_Exercise_: Arrange the lines of the records, from the line containing "# point at: silver" through the end of the records, as a JSON list of strings. Use one string per line and leave out any blank lines.

(Object location annotation records)

========

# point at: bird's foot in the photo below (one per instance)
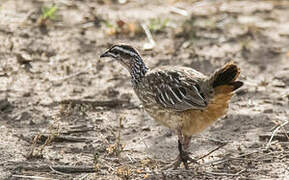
(182, 158)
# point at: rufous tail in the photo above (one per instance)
(226, 77)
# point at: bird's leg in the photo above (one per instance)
(183, 145)
(183, 157)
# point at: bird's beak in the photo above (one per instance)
(107, 54)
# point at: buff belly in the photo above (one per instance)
(193, 121)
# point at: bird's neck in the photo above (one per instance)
(138, 70)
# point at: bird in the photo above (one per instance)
(180, 98)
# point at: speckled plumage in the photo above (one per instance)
(180, 98)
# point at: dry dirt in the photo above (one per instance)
(66, 114)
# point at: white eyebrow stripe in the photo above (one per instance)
(125, 51)
(175, 94)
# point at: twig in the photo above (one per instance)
(279, 136)
(31, 177)
(57, 172)
(63, 138)
(70, 76)
(202, 157)
(151, 43)
(227, 159)
(225, 174)
(274, 132)
(109, 103)
(62, 169)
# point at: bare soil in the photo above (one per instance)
(66, 114)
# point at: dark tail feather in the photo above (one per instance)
(227, 76)
(236, 84)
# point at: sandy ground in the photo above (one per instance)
(66, 114)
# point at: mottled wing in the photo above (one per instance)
(176, 91)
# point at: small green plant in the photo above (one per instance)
(49, 12)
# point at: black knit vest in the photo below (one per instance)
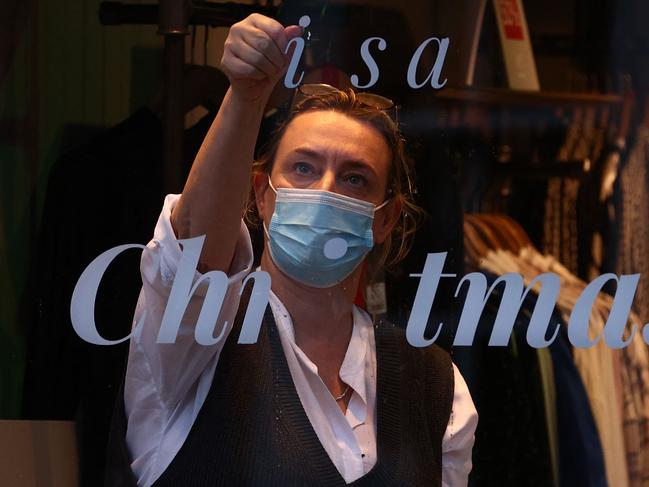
(253, 431)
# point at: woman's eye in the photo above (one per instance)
(302, 168)
(356, 180)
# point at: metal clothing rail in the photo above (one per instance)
(173, 18)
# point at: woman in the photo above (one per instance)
(323, 397)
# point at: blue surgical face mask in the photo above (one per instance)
(318, 237)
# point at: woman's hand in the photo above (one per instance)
(254, 56)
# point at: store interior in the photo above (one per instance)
(104, 105)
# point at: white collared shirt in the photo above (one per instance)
(166, 384)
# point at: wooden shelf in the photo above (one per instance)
(505, 97)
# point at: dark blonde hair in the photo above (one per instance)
(400, 178)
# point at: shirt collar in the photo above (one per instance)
(353, 368)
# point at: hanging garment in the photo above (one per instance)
(100, 195)
(512, 439)
(617, 397)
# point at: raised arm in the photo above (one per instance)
(215, 193)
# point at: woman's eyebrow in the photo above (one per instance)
(356, 163)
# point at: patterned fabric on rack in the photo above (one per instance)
(621, 418)
(632, 215)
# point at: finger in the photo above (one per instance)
(261, 41)
(239, 68)
(272, 28)
(293, 31)
(253, 57)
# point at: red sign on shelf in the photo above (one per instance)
(512, 19)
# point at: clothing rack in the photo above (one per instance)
(173, 18)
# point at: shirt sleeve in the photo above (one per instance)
(459, 437)
(166, 384)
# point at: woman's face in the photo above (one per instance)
(330, 151)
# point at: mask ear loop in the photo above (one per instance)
(271, 184)
(377, 208)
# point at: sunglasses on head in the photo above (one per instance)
(371, 100)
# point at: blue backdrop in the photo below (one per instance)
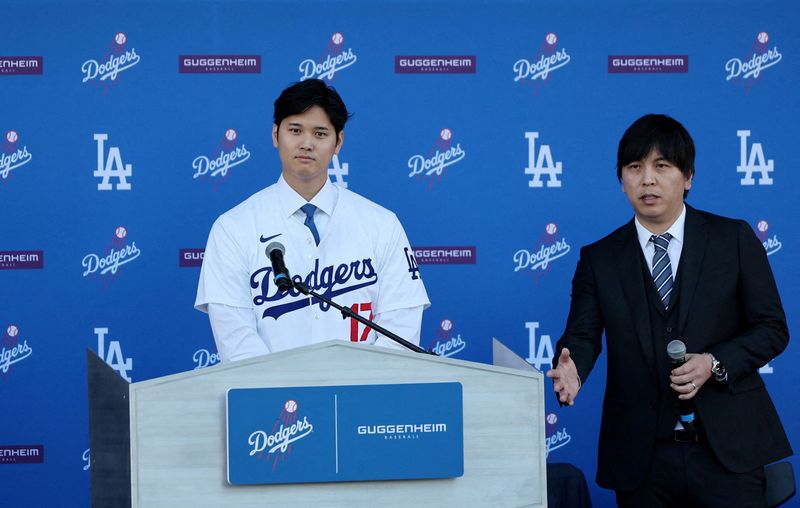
(490, 128)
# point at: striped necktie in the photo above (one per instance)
(309, 210)
(662, 269)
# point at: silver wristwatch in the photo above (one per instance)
(720, 374)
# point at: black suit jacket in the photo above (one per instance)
(728, 305)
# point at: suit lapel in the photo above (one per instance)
(695, 236)
(629, 267)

========

_Result of this exercise_:
[
  "# point at: silver wristwatch in the photo above (one per instance)",
  "(720, 374)",
  "# point at: black suit jacket in the photo above (one per instance)",
  "(728, 305)",
  "# point at: suit lapel in the photo above (one per instance)",
  "(695, 236)",
  "(629, 267)"
]